What needs to be done: Convert the part of the material below that opens with the line containing "lawn is and supply its bounding box." and closes with the line containing "[158,76,253,107]" into a JSON list of strings, one string per line, with blank lines and pictures left out.

======== Provided material

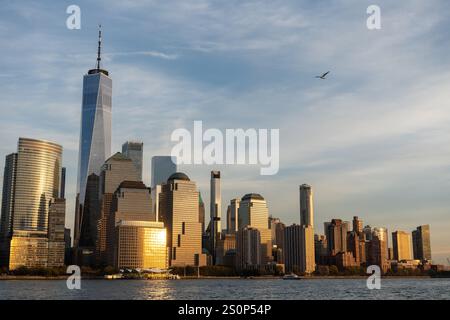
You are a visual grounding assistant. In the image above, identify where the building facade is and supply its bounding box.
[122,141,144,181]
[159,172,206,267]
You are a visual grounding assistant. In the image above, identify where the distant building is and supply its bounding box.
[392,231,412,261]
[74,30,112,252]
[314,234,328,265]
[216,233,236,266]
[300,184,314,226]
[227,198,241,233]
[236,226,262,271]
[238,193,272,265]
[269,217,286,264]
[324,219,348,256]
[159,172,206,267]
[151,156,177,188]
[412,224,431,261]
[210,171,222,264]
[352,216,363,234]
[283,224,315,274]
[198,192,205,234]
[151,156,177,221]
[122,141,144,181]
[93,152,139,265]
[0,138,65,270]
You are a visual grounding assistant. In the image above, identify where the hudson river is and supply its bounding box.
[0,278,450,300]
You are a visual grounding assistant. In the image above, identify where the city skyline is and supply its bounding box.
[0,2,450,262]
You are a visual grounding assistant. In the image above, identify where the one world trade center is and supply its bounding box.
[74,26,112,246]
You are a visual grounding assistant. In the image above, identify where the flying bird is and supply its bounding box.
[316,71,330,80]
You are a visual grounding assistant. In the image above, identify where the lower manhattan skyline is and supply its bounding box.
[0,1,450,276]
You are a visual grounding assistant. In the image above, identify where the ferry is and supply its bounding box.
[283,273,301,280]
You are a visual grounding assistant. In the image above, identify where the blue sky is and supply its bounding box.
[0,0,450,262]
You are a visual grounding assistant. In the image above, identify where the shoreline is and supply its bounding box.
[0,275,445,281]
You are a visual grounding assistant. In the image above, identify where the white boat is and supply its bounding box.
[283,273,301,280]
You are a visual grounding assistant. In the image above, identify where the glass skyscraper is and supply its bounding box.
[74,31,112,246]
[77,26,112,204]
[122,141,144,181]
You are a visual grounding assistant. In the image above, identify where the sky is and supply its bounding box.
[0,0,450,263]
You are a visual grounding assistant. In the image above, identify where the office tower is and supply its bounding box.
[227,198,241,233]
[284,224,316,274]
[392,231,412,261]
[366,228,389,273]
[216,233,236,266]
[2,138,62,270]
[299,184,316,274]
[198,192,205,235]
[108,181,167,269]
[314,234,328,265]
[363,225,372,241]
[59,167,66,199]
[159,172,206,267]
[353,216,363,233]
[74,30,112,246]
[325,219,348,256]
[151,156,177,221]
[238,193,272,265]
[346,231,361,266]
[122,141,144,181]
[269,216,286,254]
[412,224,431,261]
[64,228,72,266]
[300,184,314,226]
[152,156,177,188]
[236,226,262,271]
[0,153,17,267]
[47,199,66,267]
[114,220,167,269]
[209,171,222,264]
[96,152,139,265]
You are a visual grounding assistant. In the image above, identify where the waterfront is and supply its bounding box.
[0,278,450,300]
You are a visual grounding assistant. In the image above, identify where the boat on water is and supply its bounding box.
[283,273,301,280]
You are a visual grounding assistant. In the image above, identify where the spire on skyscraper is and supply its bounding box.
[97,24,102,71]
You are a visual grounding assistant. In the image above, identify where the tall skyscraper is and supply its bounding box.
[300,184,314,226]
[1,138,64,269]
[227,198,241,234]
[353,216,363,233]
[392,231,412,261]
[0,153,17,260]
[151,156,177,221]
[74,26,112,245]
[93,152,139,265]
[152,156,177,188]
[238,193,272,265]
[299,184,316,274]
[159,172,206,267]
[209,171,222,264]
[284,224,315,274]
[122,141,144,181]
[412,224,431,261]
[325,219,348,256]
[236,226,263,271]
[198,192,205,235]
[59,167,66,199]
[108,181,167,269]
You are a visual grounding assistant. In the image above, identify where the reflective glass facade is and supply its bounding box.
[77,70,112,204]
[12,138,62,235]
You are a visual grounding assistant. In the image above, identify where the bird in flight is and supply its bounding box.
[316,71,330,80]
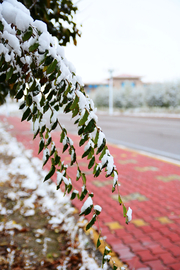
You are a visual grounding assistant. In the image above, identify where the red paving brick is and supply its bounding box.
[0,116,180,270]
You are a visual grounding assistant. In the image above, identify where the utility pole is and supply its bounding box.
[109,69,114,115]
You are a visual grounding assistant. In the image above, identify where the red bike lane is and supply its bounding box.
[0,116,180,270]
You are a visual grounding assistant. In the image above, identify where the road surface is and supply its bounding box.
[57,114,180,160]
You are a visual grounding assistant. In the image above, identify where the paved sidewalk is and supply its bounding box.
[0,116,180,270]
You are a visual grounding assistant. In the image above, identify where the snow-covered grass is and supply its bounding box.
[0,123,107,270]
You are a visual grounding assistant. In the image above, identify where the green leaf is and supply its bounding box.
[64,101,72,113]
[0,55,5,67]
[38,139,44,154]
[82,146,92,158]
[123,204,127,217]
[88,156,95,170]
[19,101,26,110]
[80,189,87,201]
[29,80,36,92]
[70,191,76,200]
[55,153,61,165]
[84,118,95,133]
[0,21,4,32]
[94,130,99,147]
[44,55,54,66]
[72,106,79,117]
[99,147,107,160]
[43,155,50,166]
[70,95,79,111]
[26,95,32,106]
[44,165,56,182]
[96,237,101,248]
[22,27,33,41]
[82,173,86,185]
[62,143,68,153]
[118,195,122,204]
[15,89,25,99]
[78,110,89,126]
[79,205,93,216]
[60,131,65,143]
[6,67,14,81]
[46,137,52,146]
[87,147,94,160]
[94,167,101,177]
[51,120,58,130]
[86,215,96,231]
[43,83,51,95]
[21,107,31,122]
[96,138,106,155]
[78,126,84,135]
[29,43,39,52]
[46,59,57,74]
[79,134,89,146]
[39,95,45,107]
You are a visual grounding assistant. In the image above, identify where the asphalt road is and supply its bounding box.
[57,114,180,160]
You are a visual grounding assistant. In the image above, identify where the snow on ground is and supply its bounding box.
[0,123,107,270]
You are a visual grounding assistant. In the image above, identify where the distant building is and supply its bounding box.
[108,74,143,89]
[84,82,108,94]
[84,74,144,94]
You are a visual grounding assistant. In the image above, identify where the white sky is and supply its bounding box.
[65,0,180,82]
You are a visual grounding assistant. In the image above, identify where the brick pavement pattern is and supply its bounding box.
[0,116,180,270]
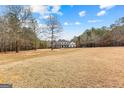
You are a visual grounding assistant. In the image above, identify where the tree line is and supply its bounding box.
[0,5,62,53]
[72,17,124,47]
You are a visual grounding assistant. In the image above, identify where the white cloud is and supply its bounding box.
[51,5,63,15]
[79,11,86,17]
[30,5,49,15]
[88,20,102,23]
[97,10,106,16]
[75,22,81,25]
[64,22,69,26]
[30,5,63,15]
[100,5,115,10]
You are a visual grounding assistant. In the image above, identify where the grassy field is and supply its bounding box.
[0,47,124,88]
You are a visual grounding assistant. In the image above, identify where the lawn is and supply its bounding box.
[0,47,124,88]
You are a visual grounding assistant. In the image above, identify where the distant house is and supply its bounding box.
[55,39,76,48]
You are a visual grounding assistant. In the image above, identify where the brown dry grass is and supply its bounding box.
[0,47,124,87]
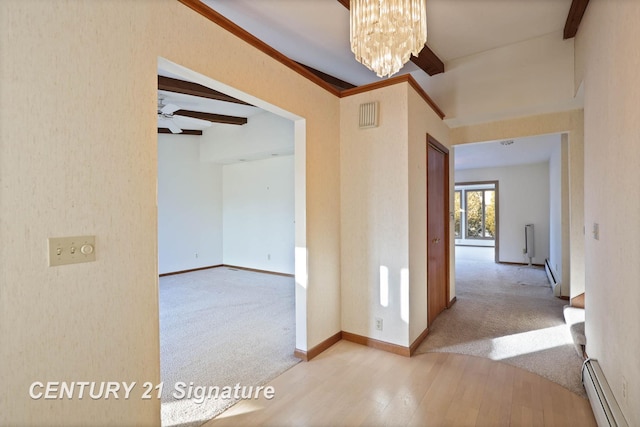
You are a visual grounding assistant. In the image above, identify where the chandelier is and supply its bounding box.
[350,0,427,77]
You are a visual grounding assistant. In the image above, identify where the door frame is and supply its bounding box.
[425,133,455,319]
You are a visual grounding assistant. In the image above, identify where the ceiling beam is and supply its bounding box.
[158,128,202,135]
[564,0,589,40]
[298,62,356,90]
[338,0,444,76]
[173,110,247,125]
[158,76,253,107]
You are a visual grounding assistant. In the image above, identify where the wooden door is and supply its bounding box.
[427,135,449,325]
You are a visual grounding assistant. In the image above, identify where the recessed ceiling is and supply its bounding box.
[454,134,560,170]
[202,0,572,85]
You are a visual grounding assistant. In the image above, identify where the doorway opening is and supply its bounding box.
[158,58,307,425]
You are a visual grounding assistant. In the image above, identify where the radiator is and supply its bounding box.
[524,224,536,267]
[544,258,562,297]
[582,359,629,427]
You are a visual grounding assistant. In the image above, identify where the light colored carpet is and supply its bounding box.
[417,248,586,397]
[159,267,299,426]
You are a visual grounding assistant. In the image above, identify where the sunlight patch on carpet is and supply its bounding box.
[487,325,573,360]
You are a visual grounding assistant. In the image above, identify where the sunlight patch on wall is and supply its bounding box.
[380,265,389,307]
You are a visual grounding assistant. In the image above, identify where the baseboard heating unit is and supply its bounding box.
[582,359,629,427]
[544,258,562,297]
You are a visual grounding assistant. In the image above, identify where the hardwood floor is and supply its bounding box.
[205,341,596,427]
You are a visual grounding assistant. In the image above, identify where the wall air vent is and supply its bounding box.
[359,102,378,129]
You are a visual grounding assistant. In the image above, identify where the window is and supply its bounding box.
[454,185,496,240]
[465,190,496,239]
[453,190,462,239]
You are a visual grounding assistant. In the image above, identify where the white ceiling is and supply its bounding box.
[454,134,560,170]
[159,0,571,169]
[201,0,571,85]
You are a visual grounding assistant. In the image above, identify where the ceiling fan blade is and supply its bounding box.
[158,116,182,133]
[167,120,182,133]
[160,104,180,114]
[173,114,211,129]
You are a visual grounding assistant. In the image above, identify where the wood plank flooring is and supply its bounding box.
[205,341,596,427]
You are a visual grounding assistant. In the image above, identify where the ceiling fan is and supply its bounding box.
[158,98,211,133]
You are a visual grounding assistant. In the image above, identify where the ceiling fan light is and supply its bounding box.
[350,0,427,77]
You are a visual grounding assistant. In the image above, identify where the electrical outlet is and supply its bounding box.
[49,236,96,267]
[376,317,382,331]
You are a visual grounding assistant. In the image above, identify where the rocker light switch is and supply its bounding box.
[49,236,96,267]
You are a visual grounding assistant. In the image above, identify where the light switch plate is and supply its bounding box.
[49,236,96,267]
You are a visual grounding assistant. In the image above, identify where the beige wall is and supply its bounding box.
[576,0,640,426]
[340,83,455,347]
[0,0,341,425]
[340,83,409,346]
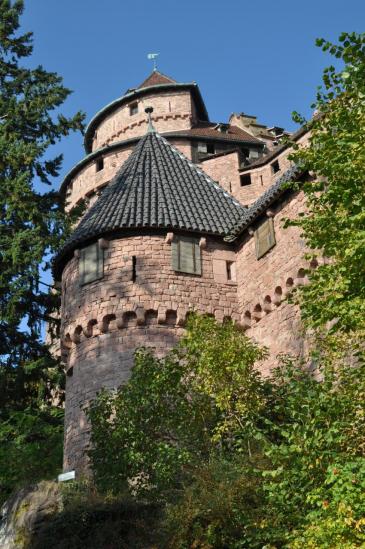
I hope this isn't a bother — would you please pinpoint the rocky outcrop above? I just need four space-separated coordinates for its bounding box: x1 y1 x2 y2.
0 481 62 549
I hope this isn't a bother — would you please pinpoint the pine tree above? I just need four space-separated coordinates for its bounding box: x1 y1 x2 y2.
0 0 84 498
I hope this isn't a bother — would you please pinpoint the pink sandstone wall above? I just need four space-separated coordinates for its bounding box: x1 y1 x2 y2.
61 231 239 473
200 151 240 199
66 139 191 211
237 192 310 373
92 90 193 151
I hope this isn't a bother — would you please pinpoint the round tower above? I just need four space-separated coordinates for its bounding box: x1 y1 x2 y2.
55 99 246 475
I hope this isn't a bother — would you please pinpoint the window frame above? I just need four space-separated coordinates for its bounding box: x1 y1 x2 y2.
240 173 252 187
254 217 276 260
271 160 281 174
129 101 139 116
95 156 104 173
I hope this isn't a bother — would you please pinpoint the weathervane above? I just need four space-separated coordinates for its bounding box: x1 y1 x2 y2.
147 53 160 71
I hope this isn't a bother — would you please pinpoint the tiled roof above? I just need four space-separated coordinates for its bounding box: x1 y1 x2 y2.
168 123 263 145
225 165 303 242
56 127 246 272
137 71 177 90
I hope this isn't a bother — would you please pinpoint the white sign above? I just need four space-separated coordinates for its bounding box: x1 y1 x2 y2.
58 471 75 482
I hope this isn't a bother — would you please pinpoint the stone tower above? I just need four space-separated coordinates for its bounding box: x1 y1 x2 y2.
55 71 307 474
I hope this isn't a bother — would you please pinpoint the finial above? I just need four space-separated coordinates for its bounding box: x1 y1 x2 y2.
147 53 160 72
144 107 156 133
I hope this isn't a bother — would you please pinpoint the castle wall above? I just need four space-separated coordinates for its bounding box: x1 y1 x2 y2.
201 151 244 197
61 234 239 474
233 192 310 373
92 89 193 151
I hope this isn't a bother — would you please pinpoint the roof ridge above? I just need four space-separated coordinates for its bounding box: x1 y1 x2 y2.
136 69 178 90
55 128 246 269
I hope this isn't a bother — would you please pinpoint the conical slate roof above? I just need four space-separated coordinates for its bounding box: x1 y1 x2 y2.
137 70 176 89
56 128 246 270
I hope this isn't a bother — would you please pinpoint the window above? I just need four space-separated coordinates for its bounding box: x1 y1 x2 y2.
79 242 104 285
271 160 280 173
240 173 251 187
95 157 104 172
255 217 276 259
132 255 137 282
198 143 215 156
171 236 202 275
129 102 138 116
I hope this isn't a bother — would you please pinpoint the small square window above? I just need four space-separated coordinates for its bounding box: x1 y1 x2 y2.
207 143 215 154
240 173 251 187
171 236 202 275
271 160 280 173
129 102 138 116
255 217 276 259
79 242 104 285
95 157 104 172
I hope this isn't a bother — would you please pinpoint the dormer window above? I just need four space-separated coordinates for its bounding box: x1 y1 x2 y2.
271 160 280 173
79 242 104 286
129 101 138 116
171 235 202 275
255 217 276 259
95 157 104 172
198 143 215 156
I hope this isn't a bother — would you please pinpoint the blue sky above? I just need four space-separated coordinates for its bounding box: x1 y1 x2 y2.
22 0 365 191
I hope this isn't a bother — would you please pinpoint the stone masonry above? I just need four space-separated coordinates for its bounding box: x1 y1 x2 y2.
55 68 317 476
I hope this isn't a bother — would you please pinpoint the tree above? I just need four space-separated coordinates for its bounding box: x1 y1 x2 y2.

================

The result:
[
  "You are a visual grounding assistant. In the image above, identify where the lawn is and supply its bounding box.",
  "[0,47,124,88]",
  "You are a visual grounding assistant. In the image above, identify where the distant house is and supply its bounding box.",
  "[55,39,76,48]",
  "You are a visual grounding assistant. In the image above, identify where the brown dry grass is and supply its bounding box.",
  "[0,47,124,87]",
  "You are a visual grounding assistant. In the image above, identify where the chandelier is and supply its bounding box.",
  "[350,0,427,77]",
  "You are a visual grounding assistant. In the image above, identify where the door frame is and supply its bounding box.",
  "[425,133,455,319]",
  "You are a visual grounding assistant. In the image above, identify where the ceiling beam is and supply its bounding box.",
  "[158,128,202,135]",
  "[564,0,589,40]",
  "[298,62,356,90]",
  "[338,0,444,76]",
  "[173,110,247,125]",
  "[158,76,253,107]"
]